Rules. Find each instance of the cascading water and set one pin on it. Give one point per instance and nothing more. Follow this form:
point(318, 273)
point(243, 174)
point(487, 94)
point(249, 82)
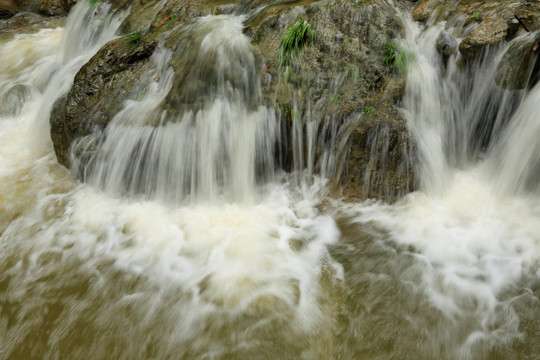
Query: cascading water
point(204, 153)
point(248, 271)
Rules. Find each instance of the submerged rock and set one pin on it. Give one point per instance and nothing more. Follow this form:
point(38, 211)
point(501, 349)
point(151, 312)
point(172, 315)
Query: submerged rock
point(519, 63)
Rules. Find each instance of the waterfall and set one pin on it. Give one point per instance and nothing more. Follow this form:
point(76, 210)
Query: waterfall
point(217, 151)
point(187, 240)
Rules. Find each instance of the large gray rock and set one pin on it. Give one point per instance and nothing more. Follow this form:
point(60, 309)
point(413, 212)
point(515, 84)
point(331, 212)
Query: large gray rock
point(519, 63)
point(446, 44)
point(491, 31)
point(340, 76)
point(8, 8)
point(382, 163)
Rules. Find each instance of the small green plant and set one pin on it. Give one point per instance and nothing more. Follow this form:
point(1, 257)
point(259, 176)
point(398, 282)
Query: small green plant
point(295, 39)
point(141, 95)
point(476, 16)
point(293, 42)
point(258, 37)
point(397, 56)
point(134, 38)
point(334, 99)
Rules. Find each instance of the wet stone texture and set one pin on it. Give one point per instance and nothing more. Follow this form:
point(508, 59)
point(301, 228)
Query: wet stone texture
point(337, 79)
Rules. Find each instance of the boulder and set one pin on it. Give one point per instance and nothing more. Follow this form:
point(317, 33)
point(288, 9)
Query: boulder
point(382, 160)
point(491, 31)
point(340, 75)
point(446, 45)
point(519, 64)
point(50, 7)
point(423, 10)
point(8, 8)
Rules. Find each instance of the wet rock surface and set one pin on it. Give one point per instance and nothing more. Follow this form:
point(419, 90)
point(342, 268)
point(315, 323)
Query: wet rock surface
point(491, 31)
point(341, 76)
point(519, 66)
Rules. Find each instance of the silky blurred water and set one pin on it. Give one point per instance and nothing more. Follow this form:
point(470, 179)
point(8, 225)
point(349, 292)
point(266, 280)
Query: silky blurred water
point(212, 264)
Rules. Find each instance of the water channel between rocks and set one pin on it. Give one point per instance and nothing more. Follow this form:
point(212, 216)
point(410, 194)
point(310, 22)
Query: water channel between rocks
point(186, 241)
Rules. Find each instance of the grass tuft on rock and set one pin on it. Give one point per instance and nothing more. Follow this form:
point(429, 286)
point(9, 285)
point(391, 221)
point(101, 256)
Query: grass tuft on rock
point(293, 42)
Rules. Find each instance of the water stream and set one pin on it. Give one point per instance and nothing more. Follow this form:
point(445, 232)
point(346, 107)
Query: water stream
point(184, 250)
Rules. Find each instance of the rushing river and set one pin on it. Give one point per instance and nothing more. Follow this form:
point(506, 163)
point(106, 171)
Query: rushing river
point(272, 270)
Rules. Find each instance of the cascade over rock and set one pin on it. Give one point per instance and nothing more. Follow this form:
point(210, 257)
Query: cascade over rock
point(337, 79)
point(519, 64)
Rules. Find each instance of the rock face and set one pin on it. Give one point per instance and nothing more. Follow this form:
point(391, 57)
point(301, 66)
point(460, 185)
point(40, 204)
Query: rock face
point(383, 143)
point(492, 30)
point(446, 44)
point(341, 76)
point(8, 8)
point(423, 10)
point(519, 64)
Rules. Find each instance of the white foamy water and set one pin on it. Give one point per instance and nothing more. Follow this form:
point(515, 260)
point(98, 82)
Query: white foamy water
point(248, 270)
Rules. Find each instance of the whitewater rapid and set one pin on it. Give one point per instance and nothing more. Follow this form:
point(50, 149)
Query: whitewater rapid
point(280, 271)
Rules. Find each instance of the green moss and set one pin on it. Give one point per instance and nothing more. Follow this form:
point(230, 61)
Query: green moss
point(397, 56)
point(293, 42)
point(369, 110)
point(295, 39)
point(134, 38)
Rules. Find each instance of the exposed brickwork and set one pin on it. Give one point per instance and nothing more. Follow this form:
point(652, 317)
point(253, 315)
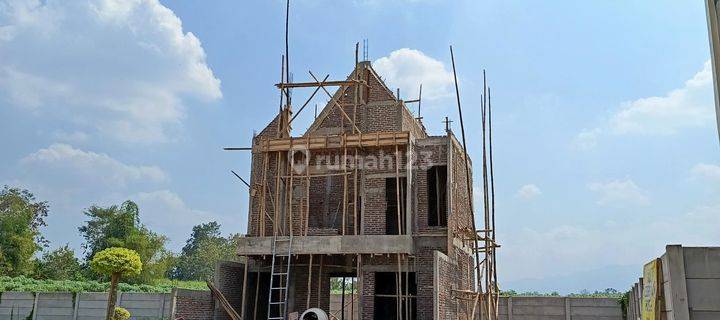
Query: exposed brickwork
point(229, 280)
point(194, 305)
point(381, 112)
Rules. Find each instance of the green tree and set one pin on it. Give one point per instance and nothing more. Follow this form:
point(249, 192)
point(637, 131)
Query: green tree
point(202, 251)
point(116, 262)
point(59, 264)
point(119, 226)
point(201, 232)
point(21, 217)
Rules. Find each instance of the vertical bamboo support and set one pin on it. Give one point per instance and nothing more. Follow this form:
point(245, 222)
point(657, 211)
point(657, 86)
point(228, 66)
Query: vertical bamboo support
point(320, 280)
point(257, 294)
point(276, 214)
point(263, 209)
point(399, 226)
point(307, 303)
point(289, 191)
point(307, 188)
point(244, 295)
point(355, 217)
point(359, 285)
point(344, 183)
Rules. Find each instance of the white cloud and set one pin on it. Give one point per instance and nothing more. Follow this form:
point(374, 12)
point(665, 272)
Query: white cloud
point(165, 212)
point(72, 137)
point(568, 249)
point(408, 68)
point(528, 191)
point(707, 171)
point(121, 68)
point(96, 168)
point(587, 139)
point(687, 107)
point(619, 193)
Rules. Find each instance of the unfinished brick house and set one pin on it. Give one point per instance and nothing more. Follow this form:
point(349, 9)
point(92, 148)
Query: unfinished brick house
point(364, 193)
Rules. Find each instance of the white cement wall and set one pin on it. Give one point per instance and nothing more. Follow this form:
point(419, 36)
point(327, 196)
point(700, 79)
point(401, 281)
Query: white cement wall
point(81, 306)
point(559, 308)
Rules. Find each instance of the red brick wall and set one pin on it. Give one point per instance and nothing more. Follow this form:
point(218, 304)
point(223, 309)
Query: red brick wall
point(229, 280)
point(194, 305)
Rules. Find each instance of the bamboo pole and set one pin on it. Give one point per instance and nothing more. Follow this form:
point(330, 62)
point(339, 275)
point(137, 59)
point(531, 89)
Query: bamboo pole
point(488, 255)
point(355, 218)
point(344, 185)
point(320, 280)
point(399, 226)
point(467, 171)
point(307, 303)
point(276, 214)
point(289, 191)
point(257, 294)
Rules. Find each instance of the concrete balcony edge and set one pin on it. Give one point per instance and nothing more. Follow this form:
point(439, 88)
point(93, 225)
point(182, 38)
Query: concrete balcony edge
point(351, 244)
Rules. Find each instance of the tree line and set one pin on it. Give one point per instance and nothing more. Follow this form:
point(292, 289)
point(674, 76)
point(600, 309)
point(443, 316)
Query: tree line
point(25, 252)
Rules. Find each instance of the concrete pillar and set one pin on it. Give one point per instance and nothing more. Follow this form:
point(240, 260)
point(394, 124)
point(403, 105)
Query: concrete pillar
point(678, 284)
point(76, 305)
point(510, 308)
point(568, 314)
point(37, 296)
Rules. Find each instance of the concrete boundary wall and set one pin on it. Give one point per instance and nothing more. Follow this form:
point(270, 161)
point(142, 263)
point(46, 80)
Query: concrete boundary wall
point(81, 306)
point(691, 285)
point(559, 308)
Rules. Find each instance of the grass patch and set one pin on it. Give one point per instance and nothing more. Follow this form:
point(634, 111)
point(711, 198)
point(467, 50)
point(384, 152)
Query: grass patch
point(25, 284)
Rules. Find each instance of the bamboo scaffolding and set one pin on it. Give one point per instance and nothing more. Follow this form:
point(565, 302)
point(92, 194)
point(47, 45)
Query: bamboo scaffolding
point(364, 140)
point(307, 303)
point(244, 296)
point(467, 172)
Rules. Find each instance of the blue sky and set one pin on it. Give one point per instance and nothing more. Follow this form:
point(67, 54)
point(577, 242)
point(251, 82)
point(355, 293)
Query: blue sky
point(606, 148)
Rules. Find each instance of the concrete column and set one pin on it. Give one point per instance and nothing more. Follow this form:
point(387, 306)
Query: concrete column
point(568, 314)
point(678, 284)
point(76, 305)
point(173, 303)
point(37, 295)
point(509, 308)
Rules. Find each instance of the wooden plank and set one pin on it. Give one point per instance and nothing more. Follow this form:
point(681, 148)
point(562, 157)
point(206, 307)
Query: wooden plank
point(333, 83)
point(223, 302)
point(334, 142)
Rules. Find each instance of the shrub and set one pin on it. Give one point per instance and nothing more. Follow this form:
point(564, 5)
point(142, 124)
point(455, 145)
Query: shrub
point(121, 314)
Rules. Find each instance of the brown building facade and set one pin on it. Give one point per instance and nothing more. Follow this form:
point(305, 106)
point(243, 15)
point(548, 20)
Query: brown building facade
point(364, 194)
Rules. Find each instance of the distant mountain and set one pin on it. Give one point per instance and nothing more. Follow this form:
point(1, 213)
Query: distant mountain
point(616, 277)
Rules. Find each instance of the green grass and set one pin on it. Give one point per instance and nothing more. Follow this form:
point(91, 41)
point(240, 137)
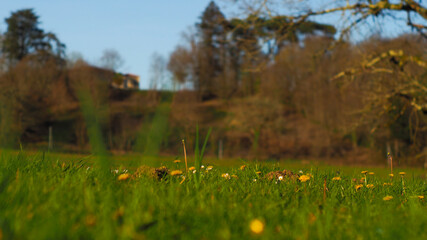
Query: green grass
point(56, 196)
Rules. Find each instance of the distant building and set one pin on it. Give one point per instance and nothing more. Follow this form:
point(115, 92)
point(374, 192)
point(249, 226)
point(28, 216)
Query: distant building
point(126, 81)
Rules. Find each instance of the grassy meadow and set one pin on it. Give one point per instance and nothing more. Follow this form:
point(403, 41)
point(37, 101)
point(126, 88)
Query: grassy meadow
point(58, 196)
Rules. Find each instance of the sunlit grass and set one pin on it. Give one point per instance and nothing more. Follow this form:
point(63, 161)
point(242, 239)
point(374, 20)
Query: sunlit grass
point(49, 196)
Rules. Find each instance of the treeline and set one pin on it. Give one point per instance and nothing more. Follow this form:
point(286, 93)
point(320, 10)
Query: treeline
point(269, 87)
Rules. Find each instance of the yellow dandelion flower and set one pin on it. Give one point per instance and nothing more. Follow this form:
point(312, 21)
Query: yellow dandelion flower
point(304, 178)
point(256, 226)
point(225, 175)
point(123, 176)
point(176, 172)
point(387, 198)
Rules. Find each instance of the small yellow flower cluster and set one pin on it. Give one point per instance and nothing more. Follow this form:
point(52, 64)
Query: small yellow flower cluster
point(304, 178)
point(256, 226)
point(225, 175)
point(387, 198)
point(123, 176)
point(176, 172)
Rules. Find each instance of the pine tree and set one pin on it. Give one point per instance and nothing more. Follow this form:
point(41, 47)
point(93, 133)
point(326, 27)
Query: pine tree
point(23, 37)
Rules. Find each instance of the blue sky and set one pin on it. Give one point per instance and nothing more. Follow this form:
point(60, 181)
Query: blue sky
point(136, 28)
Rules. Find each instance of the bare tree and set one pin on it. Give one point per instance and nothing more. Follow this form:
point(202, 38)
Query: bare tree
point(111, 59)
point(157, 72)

▶ **Problem statement**: Scale the data from the line that has "Rules. Find each instance of the wet rock" through the line that has "point(248, 270)", rewriting every line, requests included, with each answer coordinate multiplied by 1.3 and rounded to a whole number, halves up. Leave the numbers in the requests and their format samples unchanged.

▶ **Answer below**:
Rules. Find each instance of the wet rock surface and set one pin on it. Give one point per instance and nothing more. Follow this form:
point(419, 90)
point(342, 268)
point(315, 323)
Query: wet rock surface
point(638, 40)
point(443, 99)
point(675, 86)
Rules. Find each instance of the silky blurred water and set one pin on it. Give one point per instance and nothing more. Follow this form:
point(470, 179)
point(8, 225)
point(349, 292)
point(266, 280)
Query: silky blurred water
point(276, 343)
Rules. Find each instance of the water channel between rocks and set one pin on it. Give one point per instance and nothing more. Follow this form:
point(212, 216)
point(410, 194)
point(310, 22)
Query: water channel between rocks
point(242, 313)
Rules. Find each instance of the grass tuft on rock and set one pin on it. Give one point per instance and nothing more. Follow this form:
point(429, 286)
point(9, 285)
point(391, 221)
point(101, 256)
Query: grass tuft on rock
point(381, 55)
Rules. Find each instance of the water stream and set one pin on it. Give one point per instance and nothing more. Follow this form:
point(445, 232)
point(346, 107)
Query: water stream
point(239, 325)
Rules. Find each instance of the rushing river and set one pin on it. Give one point per instance and nothing more. Follow this form:
point(506, 163)
point(106, 171)
Query: rushing river
point(354, 351)
Rules. Find each instance of the cascade over rock and set one pin on it. Give one point per instance and nothing more. Follow this form:
point(210, 257)
Query: cascade over rock
point(438, 103)
point(675, 83)
Rules. Find each instance of the rock face and set one pin on it. Give one point per instance and nothing more. Follow this form:
point(391, 57)
point(301, 66)
point(460, 185)
point(40, 204)
Query: rock face
point(498, 186)
point(640, 39)
point(580, 57)
point(443, 99)
point(10, 10)
point(550, 13)
point(675, 83)
Rules. Find each instance of the white foamy water and set one pin on it. Give one point per instance and nothing more. Follow this form:
point(515, 260)
point(98, 82)
Query: white foamy water
point(322, 351)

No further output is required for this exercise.